What you need to do:
Each entry needs to be given again, character for character.

(Stored records)
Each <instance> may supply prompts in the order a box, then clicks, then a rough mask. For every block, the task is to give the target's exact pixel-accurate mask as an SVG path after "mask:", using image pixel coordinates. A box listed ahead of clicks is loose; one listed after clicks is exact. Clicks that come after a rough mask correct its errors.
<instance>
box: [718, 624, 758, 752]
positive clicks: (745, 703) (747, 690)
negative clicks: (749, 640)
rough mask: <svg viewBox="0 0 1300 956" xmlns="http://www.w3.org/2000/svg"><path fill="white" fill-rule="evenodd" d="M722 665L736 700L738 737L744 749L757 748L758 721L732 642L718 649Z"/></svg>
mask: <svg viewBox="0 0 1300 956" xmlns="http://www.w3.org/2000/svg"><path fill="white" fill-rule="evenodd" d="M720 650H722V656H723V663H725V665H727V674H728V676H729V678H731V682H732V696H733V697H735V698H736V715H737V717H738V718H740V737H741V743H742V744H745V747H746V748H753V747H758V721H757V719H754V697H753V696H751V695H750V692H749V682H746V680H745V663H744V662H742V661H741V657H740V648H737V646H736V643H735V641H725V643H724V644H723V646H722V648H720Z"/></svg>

Output:
Each <instance> may supply prompts in the order a box, then clicks, then a rough mask. For every block, the task is to give the target's exact pixel-accurate mask as an SVG path after "mask:", using image pixel coordinates. A box listed ahead of clicks is loose; one listed after clicks is exact. Clicks that come after a rough mask correct its errors.
<instance>
box: [718, 624, 758, 752]
positive clicks: (745, 703) (747, 690)
negative clicks: (749, 640)
rough mask: <svg viewBox="0 0 1300 956" xmlns="http://www.w3.org/2000/svg"><path fill="white" fill-rule="evenodd" d="M722 665L736 700L738 737L744 749L757 748L758 721L732 642L718 649Z"/></svg>
mask: <svg viewBox="0 0 1300 956" xmlns="http://www.w3.org/2000/svg"><path fill="white" fill-rule="evenodd" d="M720 650H722V656H723V663H725V665H727V674H728V676H729V678H731V682H732V696H733V697H735V698H736V715H737V717H738V718H740V737H741V743H742V744H745V747H746V748H753V747H758V721H757V719H754V697H753V696H751V695H750V692H749V682H746V680H745V663H744V662H742V661H741V657H740V648H737V646H736V643H735V641H725V643H724V644H723V646H722V648H720Z"/></svg>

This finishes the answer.